__Extrait__.
########################################
Toutefois, cravates et costumes noirs se retrouvent aussi ailleurs, portés aussi bien par un chauffeur que par des « hommes qui sont à la recherche d’une allure classique » – selon le site « cravate-shop ».
Mazi Salimi, chauffeur à Hambourg, photographié devant l’Empire Riverside Hotel le 24 novembre 2021. Photo: Marcus Brandt/dpa (Photo by Marcus Brandt/picture alliance via Getty Images)
2. C'EST LA COULEUR D’UN CERTAIN EFFACEMENT
L’exemple du chauffeur n’est pas pris au hasard. De nombreux métiers de service ont fait du noir la teinte principale de leur uniforme : elle est élégante, sobre et efface ceux qui la portent.
Michael Caine dans le rôle d’Alfred, majordome de Bruce Wayne, dans le film Batman Begins (Christopher Nolan, 2005).
Aujourd’hui encore les vendeurs des grands magasins sont habillés en noir afin de ne pas éclipser les collections qu’ils présentent, ni les clients. Dans de nombreux cafés et brasseries, pantalon, gilet et cravate noirs sont toujours de rigueur pour les garçons.
On pourrait y voir le poids de la tradition, mais le personnel de vente des boulangeries « Chez Meunier », enseigne fondée en 2014 seulement, nous laisse penser autrement. Dans la sphère privée la même chose s’est longtemps observée, de la femme de chambre de Madame au valet de Monsieur.
Ceux qui sont payés pour servir les autres ne sont pas les seuls à disparaître sous cette couleur : cela a aussi longtemps été le cas des pauvres gens. Au début des années 1840 Maurice B. signe le portrait le plus original des Français peints par eux-mêmes, ouvrage édité par Léon Curmer : « La misère en habit noir ». Celui-ci est un « habit de misère », usé, à différencier de « l’habit de luxe ».
Il va de pair avec la pauvreté et témoigne d’une existence « manquée ». C’est l’habit de ceux qui n’en ont qu’un, le seul que l’ancien étudiant conserve de son trousseau « parce qu’il est de toutes les saisons, parce qu'avec l’habit noir on peut aller partout ». C’est celui du buraliste, du sous-courtier d’annonces, du voyageur en librairie... qui ont préféré cette teinte pour les mêmes raisons.
########################################
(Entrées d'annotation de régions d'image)
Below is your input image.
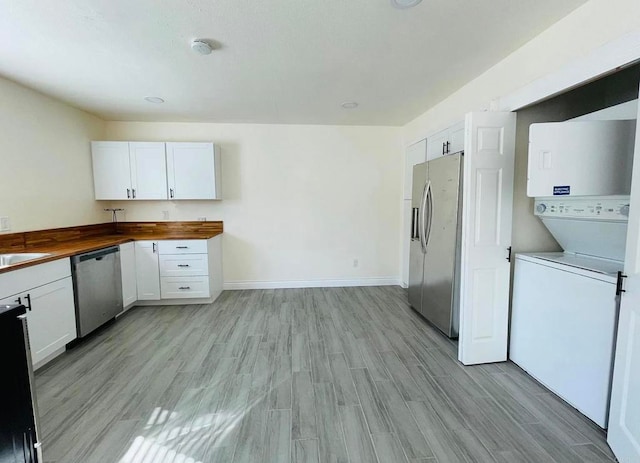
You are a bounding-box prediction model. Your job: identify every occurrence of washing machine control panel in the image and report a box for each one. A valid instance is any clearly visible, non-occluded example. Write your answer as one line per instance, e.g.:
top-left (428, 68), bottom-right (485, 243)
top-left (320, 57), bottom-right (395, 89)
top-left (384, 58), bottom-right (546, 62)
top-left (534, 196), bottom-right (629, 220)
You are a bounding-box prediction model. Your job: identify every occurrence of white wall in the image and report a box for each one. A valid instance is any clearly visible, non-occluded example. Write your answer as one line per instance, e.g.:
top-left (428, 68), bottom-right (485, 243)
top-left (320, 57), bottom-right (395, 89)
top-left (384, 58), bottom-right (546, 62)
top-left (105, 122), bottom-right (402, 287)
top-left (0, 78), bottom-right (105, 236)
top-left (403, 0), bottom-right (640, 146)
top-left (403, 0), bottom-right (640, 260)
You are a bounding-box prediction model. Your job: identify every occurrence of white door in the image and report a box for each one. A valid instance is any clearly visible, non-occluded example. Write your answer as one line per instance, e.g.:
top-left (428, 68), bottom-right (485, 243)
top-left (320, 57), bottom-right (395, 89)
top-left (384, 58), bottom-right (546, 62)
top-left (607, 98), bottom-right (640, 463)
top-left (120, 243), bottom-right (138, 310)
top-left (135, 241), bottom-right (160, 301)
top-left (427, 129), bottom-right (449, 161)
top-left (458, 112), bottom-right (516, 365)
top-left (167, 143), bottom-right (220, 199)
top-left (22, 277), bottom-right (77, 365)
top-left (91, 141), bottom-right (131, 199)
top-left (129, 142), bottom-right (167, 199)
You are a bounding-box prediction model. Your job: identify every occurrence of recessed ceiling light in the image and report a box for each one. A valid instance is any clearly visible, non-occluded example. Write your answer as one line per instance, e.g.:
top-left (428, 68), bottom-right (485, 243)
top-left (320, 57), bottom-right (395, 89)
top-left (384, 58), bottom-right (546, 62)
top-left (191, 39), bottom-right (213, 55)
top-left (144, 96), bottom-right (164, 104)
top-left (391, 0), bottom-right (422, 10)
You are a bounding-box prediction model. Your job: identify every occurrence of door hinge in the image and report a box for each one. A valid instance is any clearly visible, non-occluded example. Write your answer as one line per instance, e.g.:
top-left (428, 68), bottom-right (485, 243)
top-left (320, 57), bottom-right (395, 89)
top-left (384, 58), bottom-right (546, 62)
########################################
__Exercices__.
- A) Modifiez le listing de sa première ligne jusqu'à la ligne contenant « top-left (403, 0), bottom-right (640, 260) » incluse, en remplaçant « bounding-box prediction model » par « object localization model » sans rien changer d'autre. Laissez les images hors de votre réponse.
- B) Veuillez reprendre l'extrait sur l'habit noir et le poursuivre à partir de sa dernière phrase.
Le texte et le listing proviennent de sources différentes.

__Corrigés__.
- A)
Below is your input image.
You are a object localization model. Your job: identify every occurrence of washing machine control panel in the image and report a box for each one. A valid instance is any clearly visible, non-occluded example. Write your answer as one line per instance, e.g.:
top-left (428, 68), bottom-right (485, 243)
top-left (320, 57), bottom-right (395, 89)
top-left (384, 58), bottom-right (546, 62)
top-left (534, 196), bottom-right (629, 220)
You are a object localization model. Your job: identify every occurrence of white wall in the image and report a box for each one. A valid instance is any clearly visible, non-occluded example. Write your answer as one line per instance, e.g.:
top-left (428, 68), bottom-right (485, 243)
top-left (320, 57), bottom-right (395, 89)
top-left (384, 58), bottom-right (546, 62)
top-left (105, 122), bottom-right (402, 287)
top-left (0, 78), bottom-right (105, 236)
top-left (403, 0), bottom-right (640, 146)
top-left (403, 0), bottom-right (640, 260)

- B)
Dick van Dycke dans le rôle de Bert et David Tomlinson dans celui de Mr. Banks dans le film Mary Poppins(Robert Stevenson, 1964). Crédit : Image courtesy DISNEY
3. C'EST UNE COULEUR MORALE
Avant les progrès chimiques des teinturiers du XIXe siècle, le noir était, depuis le Moyen Âge, surtout porté par les grands de ce monde qui le payaient fort cher car il était difficile à obtenir.
Au XVIe il s’imposa durablement dans toute l’Europe, mais sans gagner en gaîté : c’est justement sa vertueuse austérité qui plaisait, l’un des seuls terrains d’entente entre les Catholiques et les Protestants, alors en conflit. Du côté des premiers, les rois Habsbourg d’Espagne arborèrent cette couleur dès Charles Quint, imités par leurs sujets et leurs voisins.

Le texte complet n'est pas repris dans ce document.